Data extract:

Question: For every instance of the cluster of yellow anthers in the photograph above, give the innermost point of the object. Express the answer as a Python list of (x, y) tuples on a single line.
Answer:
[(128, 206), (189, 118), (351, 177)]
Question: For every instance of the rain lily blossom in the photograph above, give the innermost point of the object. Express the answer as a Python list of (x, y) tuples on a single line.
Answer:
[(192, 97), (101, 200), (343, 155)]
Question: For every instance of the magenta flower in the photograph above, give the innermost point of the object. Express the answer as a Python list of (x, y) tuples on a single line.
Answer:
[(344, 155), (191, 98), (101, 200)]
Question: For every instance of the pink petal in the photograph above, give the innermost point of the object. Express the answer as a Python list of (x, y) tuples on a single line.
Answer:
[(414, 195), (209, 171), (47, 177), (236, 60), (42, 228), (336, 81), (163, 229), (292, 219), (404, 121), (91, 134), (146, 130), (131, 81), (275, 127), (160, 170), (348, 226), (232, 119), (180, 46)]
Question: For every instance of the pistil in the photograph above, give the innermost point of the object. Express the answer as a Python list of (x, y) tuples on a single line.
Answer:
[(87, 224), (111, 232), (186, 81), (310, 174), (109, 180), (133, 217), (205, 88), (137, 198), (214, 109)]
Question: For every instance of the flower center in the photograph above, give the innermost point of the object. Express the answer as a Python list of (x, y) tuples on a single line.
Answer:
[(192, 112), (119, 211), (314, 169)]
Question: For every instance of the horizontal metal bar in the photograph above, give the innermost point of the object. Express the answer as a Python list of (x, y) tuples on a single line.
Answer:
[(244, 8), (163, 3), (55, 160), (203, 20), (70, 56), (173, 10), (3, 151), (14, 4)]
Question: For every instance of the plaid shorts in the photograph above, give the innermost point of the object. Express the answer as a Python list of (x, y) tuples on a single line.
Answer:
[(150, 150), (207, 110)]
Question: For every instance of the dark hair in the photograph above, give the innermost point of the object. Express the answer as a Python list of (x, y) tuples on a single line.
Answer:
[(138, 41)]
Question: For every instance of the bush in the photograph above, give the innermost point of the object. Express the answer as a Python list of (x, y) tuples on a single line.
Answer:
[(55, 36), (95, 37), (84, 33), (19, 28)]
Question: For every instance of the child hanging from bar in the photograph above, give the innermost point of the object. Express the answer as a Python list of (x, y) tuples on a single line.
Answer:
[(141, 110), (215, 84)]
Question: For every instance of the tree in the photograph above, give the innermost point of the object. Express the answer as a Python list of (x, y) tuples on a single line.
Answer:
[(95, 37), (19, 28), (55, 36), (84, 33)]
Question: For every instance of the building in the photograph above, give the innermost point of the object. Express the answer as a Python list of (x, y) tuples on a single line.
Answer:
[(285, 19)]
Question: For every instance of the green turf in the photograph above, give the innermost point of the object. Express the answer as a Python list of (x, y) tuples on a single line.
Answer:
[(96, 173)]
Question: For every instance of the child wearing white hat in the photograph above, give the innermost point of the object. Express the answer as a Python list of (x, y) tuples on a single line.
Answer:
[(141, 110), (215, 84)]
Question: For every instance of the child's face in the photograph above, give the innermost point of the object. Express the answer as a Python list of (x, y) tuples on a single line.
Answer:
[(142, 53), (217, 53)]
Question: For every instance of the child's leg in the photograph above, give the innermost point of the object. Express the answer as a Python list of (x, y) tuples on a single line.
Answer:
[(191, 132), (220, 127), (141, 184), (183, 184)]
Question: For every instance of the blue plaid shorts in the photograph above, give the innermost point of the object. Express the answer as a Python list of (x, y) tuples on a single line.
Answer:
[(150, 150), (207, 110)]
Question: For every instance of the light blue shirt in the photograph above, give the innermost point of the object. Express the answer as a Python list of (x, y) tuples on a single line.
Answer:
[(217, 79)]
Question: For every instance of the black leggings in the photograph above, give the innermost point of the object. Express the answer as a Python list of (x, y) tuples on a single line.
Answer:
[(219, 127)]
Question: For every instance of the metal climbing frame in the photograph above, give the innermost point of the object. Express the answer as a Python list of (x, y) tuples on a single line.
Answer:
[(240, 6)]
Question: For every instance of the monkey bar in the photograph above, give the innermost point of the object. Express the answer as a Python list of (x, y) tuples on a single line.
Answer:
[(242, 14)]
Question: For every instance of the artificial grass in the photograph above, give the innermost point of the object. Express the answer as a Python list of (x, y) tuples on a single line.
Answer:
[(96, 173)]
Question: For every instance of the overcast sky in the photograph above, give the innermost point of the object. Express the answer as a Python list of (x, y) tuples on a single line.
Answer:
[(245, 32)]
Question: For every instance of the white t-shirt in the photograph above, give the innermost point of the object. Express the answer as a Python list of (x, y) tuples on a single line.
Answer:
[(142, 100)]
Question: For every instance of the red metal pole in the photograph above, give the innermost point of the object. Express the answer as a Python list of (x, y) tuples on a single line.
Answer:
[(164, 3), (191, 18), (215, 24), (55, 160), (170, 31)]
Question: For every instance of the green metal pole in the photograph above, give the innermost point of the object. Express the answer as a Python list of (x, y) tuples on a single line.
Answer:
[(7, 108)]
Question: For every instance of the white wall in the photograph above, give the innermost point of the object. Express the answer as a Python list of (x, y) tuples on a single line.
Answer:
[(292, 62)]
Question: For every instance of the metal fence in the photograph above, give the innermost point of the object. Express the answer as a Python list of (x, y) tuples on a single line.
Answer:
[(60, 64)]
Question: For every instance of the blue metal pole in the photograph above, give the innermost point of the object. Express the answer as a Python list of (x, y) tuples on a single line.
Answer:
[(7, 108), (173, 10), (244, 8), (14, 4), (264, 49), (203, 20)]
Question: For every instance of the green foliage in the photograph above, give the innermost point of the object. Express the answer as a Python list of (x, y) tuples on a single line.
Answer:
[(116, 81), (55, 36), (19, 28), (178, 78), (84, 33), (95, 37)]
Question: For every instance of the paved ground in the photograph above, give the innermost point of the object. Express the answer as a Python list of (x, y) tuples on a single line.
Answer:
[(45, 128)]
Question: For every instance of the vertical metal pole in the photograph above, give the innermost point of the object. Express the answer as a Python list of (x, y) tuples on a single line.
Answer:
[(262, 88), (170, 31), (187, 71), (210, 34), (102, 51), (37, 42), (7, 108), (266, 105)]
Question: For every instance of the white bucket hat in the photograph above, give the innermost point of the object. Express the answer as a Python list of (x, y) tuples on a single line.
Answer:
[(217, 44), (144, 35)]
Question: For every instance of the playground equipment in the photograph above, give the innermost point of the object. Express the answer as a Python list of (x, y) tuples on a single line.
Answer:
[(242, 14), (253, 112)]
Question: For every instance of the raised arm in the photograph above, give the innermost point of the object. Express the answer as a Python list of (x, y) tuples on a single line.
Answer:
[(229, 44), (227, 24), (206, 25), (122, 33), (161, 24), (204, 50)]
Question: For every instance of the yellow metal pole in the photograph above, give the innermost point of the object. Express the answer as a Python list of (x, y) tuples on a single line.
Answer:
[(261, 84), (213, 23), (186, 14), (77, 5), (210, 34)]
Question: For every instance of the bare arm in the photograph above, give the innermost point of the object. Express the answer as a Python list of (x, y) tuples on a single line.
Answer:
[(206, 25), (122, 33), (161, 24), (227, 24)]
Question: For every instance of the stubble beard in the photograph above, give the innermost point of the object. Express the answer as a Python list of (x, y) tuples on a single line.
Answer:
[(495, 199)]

Task details: Substitute "central point" for "innermost point" wherever it occurs in the rows above, and write out all of the rows again with nothing else changed.

Completed exercise:
Question: For every instance of the cluster of yellow anthers in the photograph above, give the central point of the object. Express the answer as a Python list of (x, y) tuples on a single line.
Answer:
[(128, 206), (189, 118), (351, 177)]
Question: For every instance of the rain lily blossom in the photograph above, give the central point of the object. Express the answer as a Python list of (x, y) tuples on a single line.
Answer:
[(192, 97), (101, 200), (343, 155)]
Question: For every instance of the magenta flower in the photograph above, give the central point of the object. Express the answer as a Python list of (x, y) tuples on a single line.
Answer:
[(344, 155), (191, 98), (101, 200)]
Question: For every instance of the pink petal in the photograph above, give the central point of the object. Express the answer as a Python list of (x, y) tuples on a single line.
Answer:
[(414, 195), (209, 171), (47, 177), (236, 60), (42, 228), (336, 81), (163, 229), (292, 219), (404, 121), (91, 134), (146, 130), (131, 81), (275, 127), (160, 170), (348, 226), (232, 119), (180, 46)]
Question: For every instance of the pistil in the photograph above, give the central point of the object. Express the answer as a Python list of (x, y) tuples on a single line.
Answer:
[(87, 224), (111, 232), (186, 81), (310, 174), (109, 180), (133, 217), (205, 88), (137, 198), (214, 109)]
Question: For every instance of the flower center in the photograph above, give the central point of the object. Express the answer as a Python list of (x, y) tuples on a single line.
Answer:
[(192, 112), (119, 211), (314, 169)]
Question: For every instance of the horizontal metal bar in the photograph above, give the central point of the object. Express the answer as a Python list of (x, y) tuples on a single line.
Answer:
[(244, 8), (163, 3), (55, 160), (203, 20), (70, 56), (173, 10), (3, 151), (14, 4)]
Question: For every instance of the plaid shorts in the photograph above, give the central point of the object. Express the answer as a Python list of (x, y) tuples on a single line.
Answer:
[(150, 150), (207, 110)]
Question: For every instance of the dark hair in the photograph above, give the central point of the object. Express the answer as a Python list of (x, y) tuples on a single line.
Answer:
[(138, 41)]
Question: For every instance of the bush in the photograph above, give the central point of the object. Express the answer as a Python list of (x, y) tuples on a single line.
Answer:
[(55, 36), (95, 37), (84, 33), (19, 28)]
Question: For every instance of the child hanging from bar in the photograph above, give the central point of the object. Express the answer as a Python list of (x, y) tuples on a single line.
Answer:
[(141, 110), (215, 84)]
Question: For every instance of the tree in the photograph above, give the central point of the object. Express the answer as a Python list of (x, y) tuples on a single line.
Answer:
[(95, 37), (19, 28), (55, 36), (84, 33)]
Question: For every instance of the building in the photograph above, give the central point of the object. Express the answer as a Python list of (x, y) tuples on a single line.
Answer:
[(285, 19)]
Question: For every instance of the green turf in the photograph above, give the central point of the object. Express the answer as a Python list of (x, y) tuples on a single line.
Answer:
[(96, 173)]
Question: For every instance of the child wearing white hat in the photograph above, give the central point of the object. Express the answer as a Python list of (x, y) tuples on a single line.
Answer:
[(141, 110), (215, 84)]
Question: For every instance of the child's face in the photograph above, give the central point of the object. Express the answer as a Python list of (x, y) tuples on a single line.
Answer:
[(142, 53), (217, 53)]
Question: For every instance of the child's leg in the photograph above, give the central point of the object. Express the answer as a Python list of (x, y) tuples on a single line.
Answer:
[(191, 132), (220, 127), (141, 184), (183, 184)]
Question: For every instance of the blue plaid shorts in the photograph above, give the central point of the object. Express the answer as a Python list of (x, y) tuples on a single line.
Answer:
[(150, 150), (207, 110)]
Question: For every instance of the light blue shirt in the photograph above, give the central point of the object. Express the answer as a Python list of (x, y) tuples on a single line.
Answer:
[(217, 79)]
Question: For every instance of the black leggings in the photograph above, give the central point of the object. Express the answer as a Python list of (x, y) tuples on a single line.
Answer:
[(219, 127)]
Question: For every instance of the metal climbing frame in the photograph above, give the central point of the object. Express the answer as a Python list of (x, y) tuples on a single line.
Answer:
[(240, 6)]
Question: For every instance of the monkey bar in the photograph above, give the central point of the object. Express the answer as a Python list of (x, y) tuples on a single line.
Answer:
[(242, 14)]
Question: For every instance of the artificial grass in the photograph above, give the central point of the object. Express the answer as a Python list of (x, y) tuples on a single line.
Answer:
[(96, 173)]
Question: For every instance of the overcast sky in the photograph above, give the central point of the object. Express the answer as a Python list of (x, y) tuples on a single line.
Answer:
[(245, 32)]
Question: For every instance of the white t-shirt in the photograph above, give the central point of the object. Express the answer as a Python list of (x, y) tuples on a single line.
Answer:
[(142, 100)]
Question: For every instance of the red metal pole in the photograph above, give the central point of the object. Express the answer as a Python list of (x, y) tuples on a single line.
Answer:
[(164, 3), (191, 18), (215, 24), (55, 160), (170, 31)]
Question: For every instance of the green metal pole in the photograph above, give the central point of the object. Express the answer as a Python list of (x, y) tuples on a single line.
Answer:
[(7, 108)]
Question: For every instance of the white wall in the photograph above, give the central point of the object. Express the answer as a Python list of (x, y) tuples on a single line.
Answer:
[(292, 62)]
Question: For every instance of the metal fence in the photograph above, give the central point of the object. Express the answer as a Python list of (x, y) tuples on a single line.
Answer:
[(60, 64)]
Question: For every instance of the blue metal pole in the photograph above, give the central point of the object. Express the answer as a Python list of (x, y) tuples on a single line.
Answer:
[(7, 108), (173, 10), (244, 8), (14, 4), (264, 49), (203, 20)]
Question: For every instance of the green foliage in the photograph above, give the central point of the object. Express the answer as a Python list of (x, y) tuples on a single line.
Answer:
[(116, 81), (55, 36), (19, 28), (178, 78), (84, 33), (95, 37)]
Question: For every instance of the paved ground in the photograph above, give the central point of the object. Express the answer as a Python list of (x, y) tuples on a single line.
Answer:
[(45, 128)]
Question: For every instance of the vertical metal pole in the photograph above, give the central point of the object. Express the answer as a Python list of (x, y) tuples on a single line.
Answer:
[(262, 88), (170, 31), (187, 71), (210, 34), (102, 51), (37, 42), (7, 108), (266, 105)]
Question: For every instance of the white bucket hat in the photograph above, give the central point of the object. Express the answer as a Python list of (x, y) tuples on a single line.
Answer:
[(217, 44), (144, 35)]
Question: For every instance of the playground equipment in the photograph above, give the central point of the object. Express the answer as a Python list of (x, y) tuples on a single line.
Answer:
[(242, 14), (253, 112)]
Question: For every instance of the raised arm in the photograph above, give the central point of the object. Express the answer as a Python list of (x, y) tuples on a single line.
Answer:
[(229, 44), (227, 24), (206, 25), (122, 33), (161, 24), (204, 50)]
Question: For every instance of the yellow metal pole in the photograph above, give the central point of the object. Express the answer as a Python list of (x, y) tuples on a single line.
Answer:
[(261, 84), (213, 23), (186, 14), (77, 5), (210, 34)]
Question: For every instance of the bare arm in the photograph above, give the central point of the object. Express the answer as a Python list of (x, y) tuples on a single line.
Answer:
[(206, 25), (122, 33), (161, 24), (227, 24)]
Question: For every instance of the stubble beard in the photograph above, give the central point of the object. Express the answer as a Python list of (x, y) tuples on a single line.
Answer:
[(495, 199)]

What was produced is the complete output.